ASSIGNMENT 1: Return the portion of the story about the hidden cave base between "And there they" and "about their business.", inclusive, copied word for word.
ASSIGNMENT 2: Extend the story about the hidden cave base past its final sentence.

TEXT SEGMENT:
But if they saw us they'd report us in an instant. So we very slowly, very carefully drove our way down a steep and narrow trail doing our best to seem generic, nothing special, nothing to look at. Just another dark spot in the distance.
At the base of the trail was a cave, maybe forty feet high, ninety feet deep, still looking rough but probably made bigger by the people in it.
And there they were. U.S. Marines. A few Army. A few not in any uniform. With a couple of helicopters stored against the rock wall and genuine American rock music coming out of a tinny little stereo as the twenty or thirty of them stood around while a few more here and there went about their business.
"Main base? we're it. We're all there is for a few thousand miles. There is no huge U.S. military anymore. We scrounge what we can, they give us what they can, but we're all there is."
Oh yeah, there was still a United States. It consisted of the few less desirable states in the middle of the country that had been able to hold out along with a little bastion here and there along the coasts. Sure, there was still a United States. With about thirty million people on shitty land with no money or support, just barely holding off a vast enemy.

RECORD SET:
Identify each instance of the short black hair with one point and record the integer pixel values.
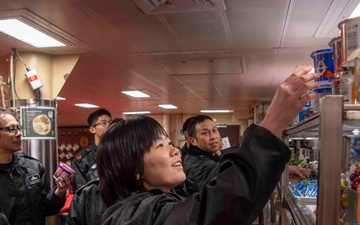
(186, 123)
(93, 117)
(194, 121)
(120, 156)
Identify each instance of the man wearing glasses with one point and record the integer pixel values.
(25, 194)
(84, 162)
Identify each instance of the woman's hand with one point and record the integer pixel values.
(289, 99)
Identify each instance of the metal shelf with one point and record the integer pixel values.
(334, 121)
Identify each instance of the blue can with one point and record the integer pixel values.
(324, 64)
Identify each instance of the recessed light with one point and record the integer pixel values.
(23, 32)
(139, 112)
(136, 94)
(87, 105)
(216, 111)
(167, 106)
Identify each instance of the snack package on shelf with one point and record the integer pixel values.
(306, 188)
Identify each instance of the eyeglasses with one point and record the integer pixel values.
(103, 123)
(12, 129)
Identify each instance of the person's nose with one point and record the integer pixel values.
(175, 151)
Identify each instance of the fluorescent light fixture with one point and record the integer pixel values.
(216, 111)
(167, 106)
(356, 12)
(87, 105)
(28, 34)
(136, 94)
(60, 98)
(139, 112)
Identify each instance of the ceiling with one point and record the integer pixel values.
(194, 54)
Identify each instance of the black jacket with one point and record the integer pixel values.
(86, 206)
(25, 195)
(247, 176)
(200, 168)
(82, 164)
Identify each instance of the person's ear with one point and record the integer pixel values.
(92, 130)
(138, 178)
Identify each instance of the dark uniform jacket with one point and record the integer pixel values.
(247, 176)
(86, 206)
(25, 195)
(82, 164)
(200, 168)
(184, 150)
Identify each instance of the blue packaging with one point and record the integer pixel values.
(324, 64)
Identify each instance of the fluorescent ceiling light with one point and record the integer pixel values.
(356, 12)
(216, 111)
(136, 94)
(139, 112)
(28, 34)
(87, 105)
(167, 106)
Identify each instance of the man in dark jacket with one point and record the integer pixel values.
(25, 194)
(86, 206)
(201, 164)
(98, 122)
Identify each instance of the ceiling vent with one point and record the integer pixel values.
(338, 11)
(154, 7)
(191, 67)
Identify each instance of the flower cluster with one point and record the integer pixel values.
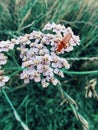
(40, 60)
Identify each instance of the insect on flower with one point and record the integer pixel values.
(63, 43)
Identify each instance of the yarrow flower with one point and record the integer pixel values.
(39, 52)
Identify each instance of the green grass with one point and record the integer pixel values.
(40, 108)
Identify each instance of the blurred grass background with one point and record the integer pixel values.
(40, 108)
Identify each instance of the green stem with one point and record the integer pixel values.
(81, 72)
(25, 127)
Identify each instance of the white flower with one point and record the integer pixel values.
(3, 59)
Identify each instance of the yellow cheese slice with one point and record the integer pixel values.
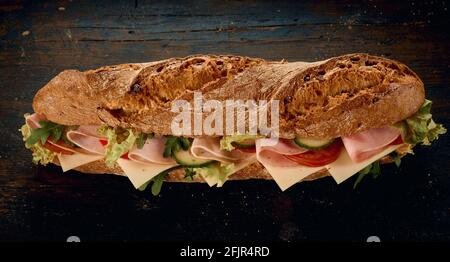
(68, 162)
(286, 177)
(140, 173)
(344, 167)
(214, 180)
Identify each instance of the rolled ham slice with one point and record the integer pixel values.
(366, 144)
(33, 120)
(269, 153)
(87, 138)
(152, 152)
(209, 148)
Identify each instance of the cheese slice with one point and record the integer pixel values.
(139, 173)
(285, 172)
(240, 165)
(68, 162)
(286, 177)
(210, 180)
(344, 167)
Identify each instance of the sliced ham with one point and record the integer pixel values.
(33, 120)
(369, 143)
(209, 148)
(152, 152)
(272, 151)
(284, 171)
(87, 139)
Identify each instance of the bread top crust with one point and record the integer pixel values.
(331, 98)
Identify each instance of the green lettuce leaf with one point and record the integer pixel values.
(226, 141)
(120, 141)
(218, 172)
(174, 144)
(157, 181)
(372, 169)
(41, 155)
(142, 138)
(420, 128)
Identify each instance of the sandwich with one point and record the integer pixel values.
(338, 117)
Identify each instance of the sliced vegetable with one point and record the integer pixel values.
(174, 144)
(57, 149)
(41, 155)
(120, 142)
(319, 157)
(185, 158)
(313, 144)
(142, 138)
(420, 128)
(228, 143)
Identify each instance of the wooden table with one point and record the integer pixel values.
(40, 39)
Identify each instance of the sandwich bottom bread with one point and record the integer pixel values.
(338, 117)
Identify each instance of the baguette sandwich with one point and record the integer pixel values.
(336, 117)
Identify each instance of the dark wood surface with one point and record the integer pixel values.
(41, 203)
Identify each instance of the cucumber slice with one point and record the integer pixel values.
(185, 158)
(245, 144)
(313, 144)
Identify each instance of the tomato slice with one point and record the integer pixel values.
(316, 158)
(57, 149)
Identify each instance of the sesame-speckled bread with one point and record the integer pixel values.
(326, 99)
(323, 99)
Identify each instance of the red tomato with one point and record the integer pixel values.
(56, 149)
(321, 157)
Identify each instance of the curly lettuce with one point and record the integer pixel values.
(226, 141)
(41, 155)
(217, 172)
(120, 141)
(420, 128)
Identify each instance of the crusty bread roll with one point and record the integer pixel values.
(337, 97)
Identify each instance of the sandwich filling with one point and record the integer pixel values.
(148, 158)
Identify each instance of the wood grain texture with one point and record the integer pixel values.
(40, 203)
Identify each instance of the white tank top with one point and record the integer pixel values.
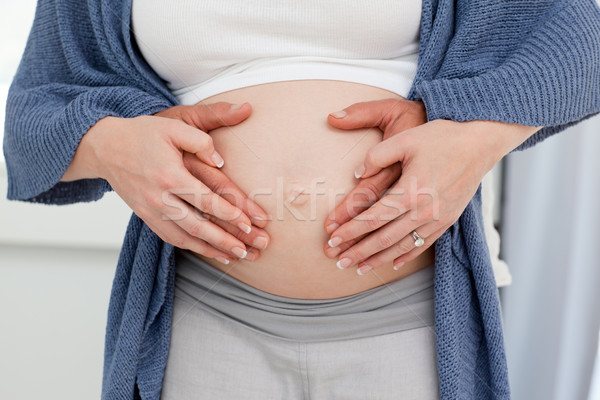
(202, 48)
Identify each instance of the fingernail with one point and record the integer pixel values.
(364, 269)
(257, 213)
(359, 171)
(244, 227)
(343, 263)
(334, 242)
(239, 252)
(260, 242)
(217, 159)
(338, 114)
(331, 227)
(399, 265)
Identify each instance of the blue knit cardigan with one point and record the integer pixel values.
(529, 62)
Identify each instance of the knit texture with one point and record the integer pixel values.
(530, 62)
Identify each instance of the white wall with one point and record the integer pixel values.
(56, 269)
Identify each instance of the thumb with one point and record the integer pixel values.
(382, 155)
(207, 117)
(377, 113)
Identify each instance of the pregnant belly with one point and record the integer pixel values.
(297, 167)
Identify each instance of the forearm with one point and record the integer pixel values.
(85, 163)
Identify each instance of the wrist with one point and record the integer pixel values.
(87, 161)
(500, 138)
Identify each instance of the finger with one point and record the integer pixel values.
(378, 113)
(404, 246)
(392, 205)
(197, 194)
(192, 222)
(197, 142)
(411, 117)
(363, 196)
(257, 238)
(332, 252)
(220, 183)
(207, 117)
(381, 155)
(391, 236)
(173, 234)
(414, 253)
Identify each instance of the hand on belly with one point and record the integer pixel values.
(297, 167)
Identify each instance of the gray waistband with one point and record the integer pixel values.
(397, 306)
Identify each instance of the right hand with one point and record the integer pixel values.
(142, 159)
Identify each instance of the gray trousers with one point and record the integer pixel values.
(218, 356)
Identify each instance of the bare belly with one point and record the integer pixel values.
(297, 167)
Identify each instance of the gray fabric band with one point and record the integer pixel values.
(397, 306)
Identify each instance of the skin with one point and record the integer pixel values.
(433, 190)
(165, 168)
(153, 164)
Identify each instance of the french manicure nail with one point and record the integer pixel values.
(364, 269)
(338, 114)
(239, 252)
(343, 263)
(359, 171)
(399, 265)
(260, 243)
(244, 227)
(217, 159)
(222, 260)
(334, 242)
(331, 227)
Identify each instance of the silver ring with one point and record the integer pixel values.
(419, 241)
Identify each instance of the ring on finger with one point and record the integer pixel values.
(419, 241)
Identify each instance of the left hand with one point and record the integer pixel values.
(443, 163)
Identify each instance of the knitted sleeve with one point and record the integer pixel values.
(533, 63)
(68, 79)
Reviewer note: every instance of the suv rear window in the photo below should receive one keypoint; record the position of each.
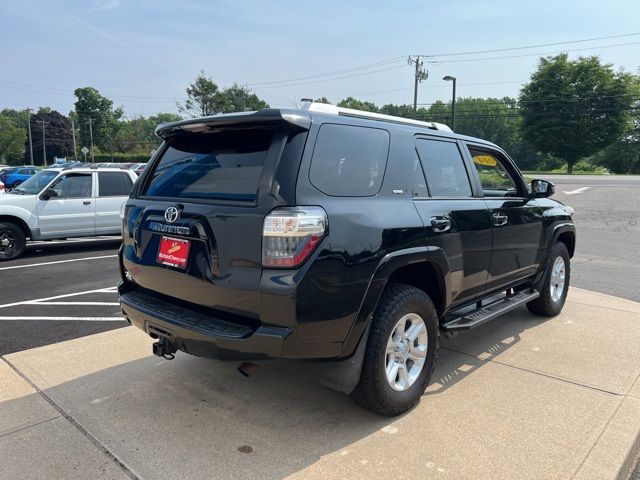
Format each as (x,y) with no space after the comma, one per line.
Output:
(112,184)
(224,165)
(349,161)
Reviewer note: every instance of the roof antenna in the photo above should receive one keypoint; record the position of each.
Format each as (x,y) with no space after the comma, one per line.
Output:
(306,103)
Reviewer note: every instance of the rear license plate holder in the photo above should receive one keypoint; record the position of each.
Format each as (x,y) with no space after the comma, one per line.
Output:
(174,252)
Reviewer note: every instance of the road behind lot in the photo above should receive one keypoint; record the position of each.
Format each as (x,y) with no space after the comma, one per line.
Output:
(607,218)
(607,260)
(546,388)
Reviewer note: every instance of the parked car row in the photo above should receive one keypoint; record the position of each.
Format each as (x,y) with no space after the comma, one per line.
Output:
(11,177)
(58,203)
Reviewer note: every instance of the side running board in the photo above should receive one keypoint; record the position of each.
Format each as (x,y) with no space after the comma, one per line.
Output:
(489,312)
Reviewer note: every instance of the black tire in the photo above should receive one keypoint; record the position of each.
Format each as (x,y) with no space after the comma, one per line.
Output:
(545,305)
(12,241)
(373,391)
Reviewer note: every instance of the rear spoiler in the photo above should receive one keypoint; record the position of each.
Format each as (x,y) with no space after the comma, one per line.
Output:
(296,118)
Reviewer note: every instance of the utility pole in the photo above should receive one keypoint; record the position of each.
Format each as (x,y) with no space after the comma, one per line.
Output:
(30,140)
(44,141)
(91,138)
(420,75)
(73,136)
(449,78)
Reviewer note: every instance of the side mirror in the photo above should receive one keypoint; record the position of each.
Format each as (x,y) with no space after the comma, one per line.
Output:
(47,194)
(542,188)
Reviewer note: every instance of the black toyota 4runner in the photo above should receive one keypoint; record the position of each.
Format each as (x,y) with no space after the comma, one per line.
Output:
(335,234)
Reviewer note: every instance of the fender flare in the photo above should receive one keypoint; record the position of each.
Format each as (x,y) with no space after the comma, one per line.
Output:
(391,262)
(557,231)
(15,215)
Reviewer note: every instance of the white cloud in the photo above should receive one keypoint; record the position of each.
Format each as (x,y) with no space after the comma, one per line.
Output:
(101,5)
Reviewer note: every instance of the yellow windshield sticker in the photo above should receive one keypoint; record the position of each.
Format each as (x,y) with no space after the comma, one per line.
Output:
(486,160)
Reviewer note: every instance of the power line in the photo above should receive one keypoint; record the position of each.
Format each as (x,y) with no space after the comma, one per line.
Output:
(337,72)
(538,54)
(474,52)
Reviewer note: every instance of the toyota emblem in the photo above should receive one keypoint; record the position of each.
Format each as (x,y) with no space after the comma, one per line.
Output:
(172,214)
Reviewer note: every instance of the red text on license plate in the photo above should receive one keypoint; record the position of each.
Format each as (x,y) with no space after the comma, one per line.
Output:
(174,252)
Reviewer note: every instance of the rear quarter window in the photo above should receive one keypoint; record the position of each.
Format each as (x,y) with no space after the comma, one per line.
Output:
(349,161)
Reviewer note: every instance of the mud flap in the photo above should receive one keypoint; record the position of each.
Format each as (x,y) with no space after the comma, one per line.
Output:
(343,376)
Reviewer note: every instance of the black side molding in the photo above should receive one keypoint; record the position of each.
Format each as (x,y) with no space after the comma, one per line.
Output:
(489,312)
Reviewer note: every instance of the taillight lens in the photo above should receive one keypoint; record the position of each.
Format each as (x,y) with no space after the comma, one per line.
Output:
(291,234)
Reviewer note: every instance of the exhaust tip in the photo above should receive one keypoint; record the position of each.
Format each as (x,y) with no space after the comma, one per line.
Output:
(247,368)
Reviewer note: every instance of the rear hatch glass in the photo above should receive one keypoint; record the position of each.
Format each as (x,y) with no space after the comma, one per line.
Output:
(222,165)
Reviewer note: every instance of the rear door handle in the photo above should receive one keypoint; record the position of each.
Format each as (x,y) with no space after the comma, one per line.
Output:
(499,220)
(440,224)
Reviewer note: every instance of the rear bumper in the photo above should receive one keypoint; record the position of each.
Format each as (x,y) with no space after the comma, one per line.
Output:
(199,334)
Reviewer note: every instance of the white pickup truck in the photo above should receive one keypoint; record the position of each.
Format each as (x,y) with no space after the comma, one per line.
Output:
(62,203)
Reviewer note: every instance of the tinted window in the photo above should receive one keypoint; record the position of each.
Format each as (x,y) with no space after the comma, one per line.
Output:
(73,185)
(444,168)
(223,165)
(349,161)
(37,182)
(494,177)
(113,184)
(419,182)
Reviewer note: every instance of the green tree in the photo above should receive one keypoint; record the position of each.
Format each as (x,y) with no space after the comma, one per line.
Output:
(356,104)
(405,111)
(494,119)
(137,134)
(201,97)
(237,98)
(12,140)
(58,138)
(104,117)
(205,98)
(573,108)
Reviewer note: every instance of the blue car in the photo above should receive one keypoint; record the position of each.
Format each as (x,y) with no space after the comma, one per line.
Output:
(18,176)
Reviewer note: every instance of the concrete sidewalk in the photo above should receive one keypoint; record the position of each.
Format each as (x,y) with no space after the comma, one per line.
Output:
(522,397)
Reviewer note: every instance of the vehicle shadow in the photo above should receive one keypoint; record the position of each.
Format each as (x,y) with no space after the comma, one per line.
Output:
(193,417)
(462,354)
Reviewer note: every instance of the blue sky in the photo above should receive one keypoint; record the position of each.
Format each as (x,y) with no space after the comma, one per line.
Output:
(143,53)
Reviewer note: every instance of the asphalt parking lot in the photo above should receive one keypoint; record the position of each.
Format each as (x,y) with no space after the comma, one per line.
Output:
(60,291)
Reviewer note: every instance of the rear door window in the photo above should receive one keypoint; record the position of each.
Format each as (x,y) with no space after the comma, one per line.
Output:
(73,185)
(444,168)
(225,165)
(349,161)
(112,184)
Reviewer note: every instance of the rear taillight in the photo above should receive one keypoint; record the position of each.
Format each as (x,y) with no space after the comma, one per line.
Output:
(291,234)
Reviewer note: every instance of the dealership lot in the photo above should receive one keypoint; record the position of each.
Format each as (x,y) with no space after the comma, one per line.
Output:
(521,397)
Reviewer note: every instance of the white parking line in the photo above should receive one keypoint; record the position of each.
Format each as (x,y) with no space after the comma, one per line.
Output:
(58,319)
(15,267)
(578,190)
(108,304)
(74,240)
(66,295)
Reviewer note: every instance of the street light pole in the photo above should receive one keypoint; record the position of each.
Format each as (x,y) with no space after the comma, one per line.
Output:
(91,139)
(44,141)
(30,140)
(453,101)
(420,75)
(73,137)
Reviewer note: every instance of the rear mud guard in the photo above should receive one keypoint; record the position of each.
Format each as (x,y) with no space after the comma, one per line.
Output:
(343,376)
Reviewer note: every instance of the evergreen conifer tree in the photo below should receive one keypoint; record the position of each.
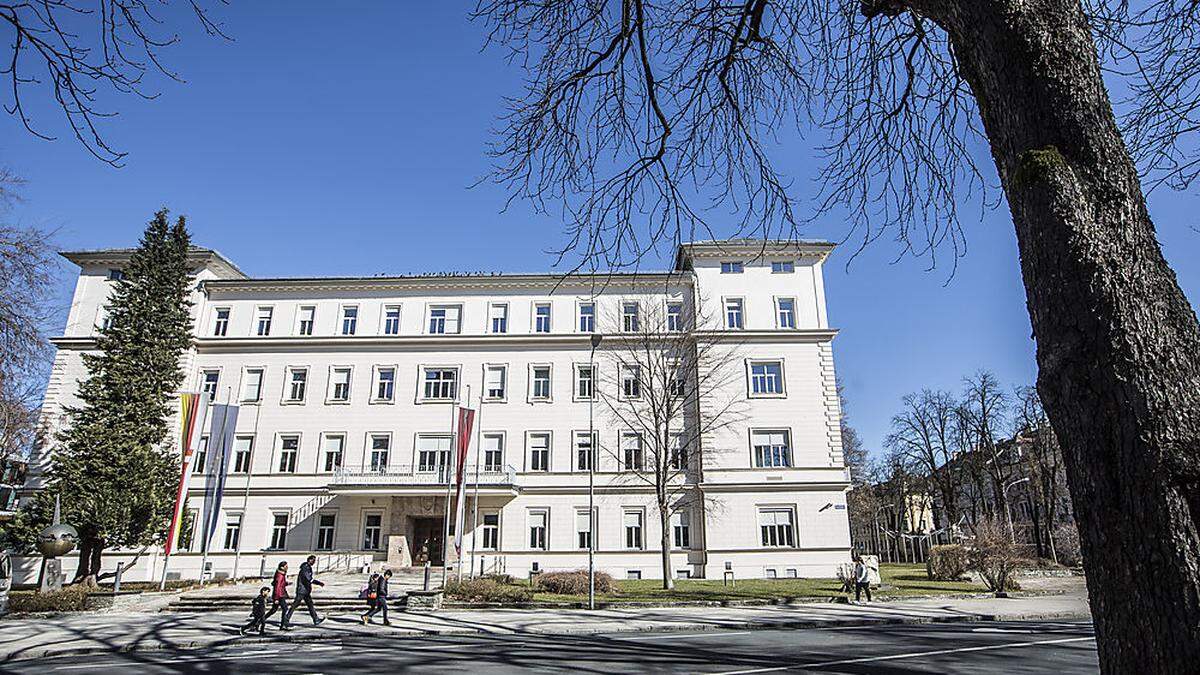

REPLY 1:
And there they were. U.S. Marines. A few Army. A few not in any uniform. With a couple of helicopters stored against the rock wall and genuine American rock music coming out of a tinny little stereo as the twenty or thirty of them stood around while a few more here and there went about their business.

REPLY 2:
They still had a military; they used it to defend what little they still had. A few token operations like this one were kept going here and there but each on their own. If a helicopter or jeep or even refrigerator died they could ask for a replacement and the folks back home would try, but don't count on anything.
After all, we'd lost. Lost all of it.
And that's the sort of thing I dreamed. It went on day after day after day. I had another dream, as an armless and legless slave poet hundreds of years later in the "civilized" world such Muslims would build, full of florid poetry, sweet water running in trickling fountains covered in lush decorations, and utterly unremorseful "nobles" keeping everybody not of the ruling classes in complete slavery, subject to torture or execution at the merest whim.
Another was in a huge merger of a computer game, a Westworld kind of simulated reality, and some sort of malfunctioning enclosure in which I was trapped, crushed into place as the funriture around me deformed, trying to escape and crying out to passing people.
And, yes, I'm giving you the short form. The words don't exist to convey the intensity, the reality, the excruciating detail of these worlds, from the sense of confinement in the back of that jeep to the sodium lighting in that far future world, claimed by them to be their invention and actually a ham-handed imitation of a nineteen-seventies streetlamp.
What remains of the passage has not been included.